▸ **What is being asked**
Copy out the lines, unchanged, from the line with "Phrase: grass embankment" through the last line.

▸ **Exercise data**
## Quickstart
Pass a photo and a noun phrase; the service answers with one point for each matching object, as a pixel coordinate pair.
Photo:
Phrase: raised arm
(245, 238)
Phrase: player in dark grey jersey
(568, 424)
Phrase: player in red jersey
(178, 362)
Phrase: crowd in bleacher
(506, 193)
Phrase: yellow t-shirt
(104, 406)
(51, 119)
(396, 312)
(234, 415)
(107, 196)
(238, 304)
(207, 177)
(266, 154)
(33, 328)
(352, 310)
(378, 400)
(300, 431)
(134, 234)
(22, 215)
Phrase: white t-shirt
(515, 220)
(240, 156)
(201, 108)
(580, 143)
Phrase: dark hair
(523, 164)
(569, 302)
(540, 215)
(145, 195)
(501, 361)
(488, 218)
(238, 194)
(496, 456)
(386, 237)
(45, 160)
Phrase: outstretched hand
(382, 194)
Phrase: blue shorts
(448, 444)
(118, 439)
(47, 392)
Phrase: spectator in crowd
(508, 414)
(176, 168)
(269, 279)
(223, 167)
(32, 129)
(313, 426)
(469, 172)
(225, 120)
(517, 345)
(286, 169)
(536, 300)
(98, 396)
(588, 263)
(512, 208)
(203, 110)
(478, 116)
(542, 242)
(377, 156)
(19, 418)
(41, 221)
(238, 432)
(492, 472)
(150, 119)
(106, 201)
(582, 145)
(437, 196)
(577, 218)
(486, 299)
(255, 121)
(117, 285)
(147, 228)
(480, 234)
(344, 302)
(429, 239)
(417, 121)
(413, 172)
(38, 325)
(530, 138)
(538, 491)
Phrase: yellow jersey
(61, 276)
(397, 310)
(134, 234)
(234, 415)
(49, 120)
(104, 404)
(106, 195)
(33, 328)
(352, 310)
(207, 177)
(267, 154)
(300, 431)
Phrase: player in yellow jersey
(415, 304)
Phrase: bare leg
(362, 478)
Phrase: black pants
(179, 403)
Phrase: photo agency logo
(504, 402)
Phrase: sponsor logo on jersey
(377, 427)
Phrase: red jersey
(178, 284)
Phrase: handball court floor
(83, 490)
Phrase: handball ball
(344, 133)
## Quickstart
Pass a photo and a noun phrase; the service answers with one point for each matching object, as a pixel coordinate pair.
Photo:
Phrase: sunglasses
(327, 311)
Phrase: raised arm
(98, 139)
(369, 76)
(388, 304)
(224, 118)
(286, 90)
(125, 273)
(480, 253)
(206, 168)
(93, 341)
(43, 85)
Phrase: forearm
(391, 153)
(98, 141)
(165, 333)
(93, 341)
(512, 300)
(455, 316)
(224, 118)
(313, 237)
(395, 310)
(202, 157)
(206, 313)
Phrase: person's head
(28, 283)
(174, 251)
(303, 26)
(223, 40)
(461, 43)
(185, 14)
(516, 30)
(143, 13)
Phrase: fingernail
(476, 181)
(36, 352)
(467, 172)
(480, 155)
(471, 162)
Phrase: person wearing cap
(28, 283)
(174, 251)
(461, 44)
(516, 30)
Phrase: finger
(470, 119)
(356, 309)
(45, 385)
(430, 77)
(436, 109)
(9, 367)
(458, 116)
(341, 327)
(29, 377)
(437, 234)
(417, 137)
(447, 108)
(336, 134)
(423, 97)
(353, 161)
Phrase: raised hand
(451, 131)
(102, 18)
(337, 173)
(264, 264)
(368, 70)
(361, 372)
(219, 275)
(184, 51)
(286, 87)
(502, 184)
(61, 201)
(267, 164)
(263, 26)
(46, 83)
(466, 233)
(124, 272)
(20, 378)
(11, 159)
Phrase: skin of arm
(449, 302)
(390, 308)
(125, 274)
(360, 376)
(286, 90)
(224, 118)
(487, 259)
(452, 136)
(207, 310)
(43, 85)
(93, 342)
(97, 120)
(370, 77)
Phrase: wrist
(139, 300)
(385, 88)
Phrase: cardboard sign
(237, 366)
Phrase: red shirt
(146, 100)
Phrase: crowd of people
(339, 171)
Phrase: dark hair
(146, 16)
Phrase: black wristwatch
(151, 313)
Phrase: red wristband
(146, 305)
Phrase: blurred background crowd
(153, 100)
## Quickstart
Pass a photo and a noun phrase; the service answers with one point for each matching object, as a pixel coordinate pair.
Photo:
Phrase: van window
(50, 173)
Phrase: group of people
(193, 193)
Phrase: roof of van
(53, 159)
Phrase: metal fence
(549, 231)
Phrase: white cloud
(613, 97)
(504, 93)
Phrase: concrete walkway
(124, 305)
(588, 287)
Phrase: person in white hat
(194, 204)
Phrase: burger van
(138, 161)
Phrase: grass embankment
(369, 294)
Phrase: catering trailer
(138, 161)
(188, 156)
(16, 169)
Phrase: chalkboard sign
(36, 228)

▸ **Result**
Phrase: grass embankment
(369, 294)
Phrase: catering trailer
(138, 161)
(188, 156)
(16, 169)
Phrase: chalkboard sign
(36, 228)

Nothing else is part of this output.